» **WHAT YOU HAVE TO DO**
Render every entry verbatim.

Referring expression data
—————

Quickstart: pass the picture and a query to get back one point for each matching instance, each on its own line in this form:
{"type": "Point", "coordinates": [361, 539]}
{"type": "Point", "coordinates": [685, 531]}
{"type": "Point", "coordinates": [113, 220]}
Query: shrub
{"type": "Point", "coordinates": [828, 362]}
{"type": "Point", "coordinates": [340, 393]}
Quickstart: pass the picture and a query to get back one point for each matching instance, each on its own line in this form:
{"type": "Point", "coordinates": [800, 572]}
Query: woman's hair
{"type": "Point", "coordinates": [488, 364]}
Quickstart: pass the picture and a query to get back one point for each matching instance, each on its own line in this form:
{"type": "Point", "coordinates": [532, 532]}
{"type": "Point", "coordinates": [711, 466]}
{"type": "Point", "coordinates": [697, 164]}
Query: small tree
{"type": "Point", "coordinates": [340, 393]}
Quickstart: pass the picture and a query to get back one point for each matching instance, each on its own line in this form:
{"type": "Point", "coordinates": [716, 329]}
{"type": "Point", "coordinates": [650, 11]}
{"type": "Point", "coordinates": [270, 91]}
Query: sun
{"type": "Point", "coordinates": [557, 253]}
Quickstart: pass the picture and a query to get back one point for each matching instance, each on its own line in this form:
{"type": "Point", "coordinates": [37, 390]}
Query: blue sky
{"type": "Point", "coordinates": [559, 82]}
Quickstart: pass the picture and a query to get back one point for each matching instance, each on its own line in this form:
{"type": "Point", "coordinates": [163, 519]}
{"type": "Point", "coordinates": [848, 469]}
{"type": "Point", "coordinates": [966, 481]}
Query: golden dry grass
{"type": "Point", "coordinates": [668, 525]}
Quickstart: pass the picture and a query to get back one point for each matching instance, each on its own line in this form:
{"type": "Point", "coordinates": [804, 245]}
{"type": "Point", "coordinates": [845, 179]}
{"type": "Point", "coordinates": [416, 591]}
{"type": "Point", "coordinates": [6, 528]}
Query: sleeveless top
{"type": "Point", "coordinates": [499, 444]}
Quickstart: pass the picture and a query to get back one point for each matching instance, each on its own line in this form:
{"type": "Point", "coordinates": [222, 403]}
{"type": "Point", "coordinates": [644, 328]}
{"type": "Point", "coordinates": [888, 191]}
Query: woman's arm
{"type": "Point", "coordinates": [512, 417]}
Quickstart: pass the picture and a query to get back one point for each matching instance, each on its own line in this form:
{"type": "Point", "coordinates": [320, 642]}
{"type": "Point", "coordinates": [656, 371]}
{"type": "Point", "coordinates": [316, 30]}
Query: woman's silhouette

—————

» **TASK RESPONSE**
Quickstart: pass the picture and a query to get back one point for each matching instance, each on its own line in this form:
{"type": "Point", "coordinates": [361, 539]}
{"type": "Point", "coordinates": [685, 531]}
{"type": "Point", "coordinates": [113, 220]}
Query: shrub
{"type": "Point", "coordinates": [828, 362]}
{"type": "Point", "coordinates": [340, 393]}
Quickstart: pass the picture and a query to get back one point for each matching instance, each on its own line in this form:
{"type": "Point", "coordinates": [800, 572]}
Query: woman's hair
{"type": "Point", "coordinates": [488, 364]}
Quickstart: pass the picture and a query to get back one point for each matching instance, each on its own line in this form:
{"type": "Point", "coordinates": [532, 532]}
{"type": "Point", "coordinates": [711, 466]}
{"type": "Point", "coordinates": [697, 164]}
Query: small tree
{"type": "Point", "coordinates": [340, 393]}
Quickstart: pass the picture and a query to get back one point for each matching instance, each on its own line in this form:
{"type": "Point", "coordinates": [716, 329]}
{"type": "Point", "coordinates": [650, 11]}
{"type": "Point", "coordinates": [270, 91]}
Query: sun
{"type": "Point", "coordinates": [557, 253]}
Quickstart: pass the picture and a query to get back one point for each matching instance, each on its own line in this form:
{"type": "Point", "coordinates": [37, 390]}
Query: blue sky
{"type": "Point", "coordinates": [559, 82]}
Quickstart: pass the picture and a query to get back one point for each matching instance, each on its own line in this form:
{"type": "Point", "coordinates": [163, 519]}
{"type": "Point", "coordinates": [848, 469]}
{"type": "Point", "coordinates": [966, 481]}
Query: golden dry grass
{"type": "Point", "coordinates": [668, 525]}
Quickstart: pass the picture and a query to get back one point for each matching instance, each on its own line in this form:
{"type": "Point", "coordinates": [804, 245]}
{"type": "Point", "coordinates": [845, 179]}
{"type": "Point", "coordinates": [416, 591]}
{"type": "Point", "coordinates": [6, 528]}
Query: sleeveless top
{"type": "Point", "coordinates": [499, 444]}
Quickstart: pass the picture and a query to get back one point for each matching instance, each on its own line in this form:
{"type": "Point", "coordinates": [222, 403]}
{"type": "Point", "coordinates": [644, 328]}
{"type": "Point", "coordinates": [888, 191]}
Query: woman's arm
{"type": "Point", "coordinates": [512, 417]}
Quickstart: pass the picture and a query to get back one point for each matching instance, each on its own line in this form:
{"type": "Point", "coordinates": [320, 642]}
{"type": "Point", "coordinates": [656, 371]}
{"type": "Point", "coordinates": [316, 30]}
Query: woman's silhouette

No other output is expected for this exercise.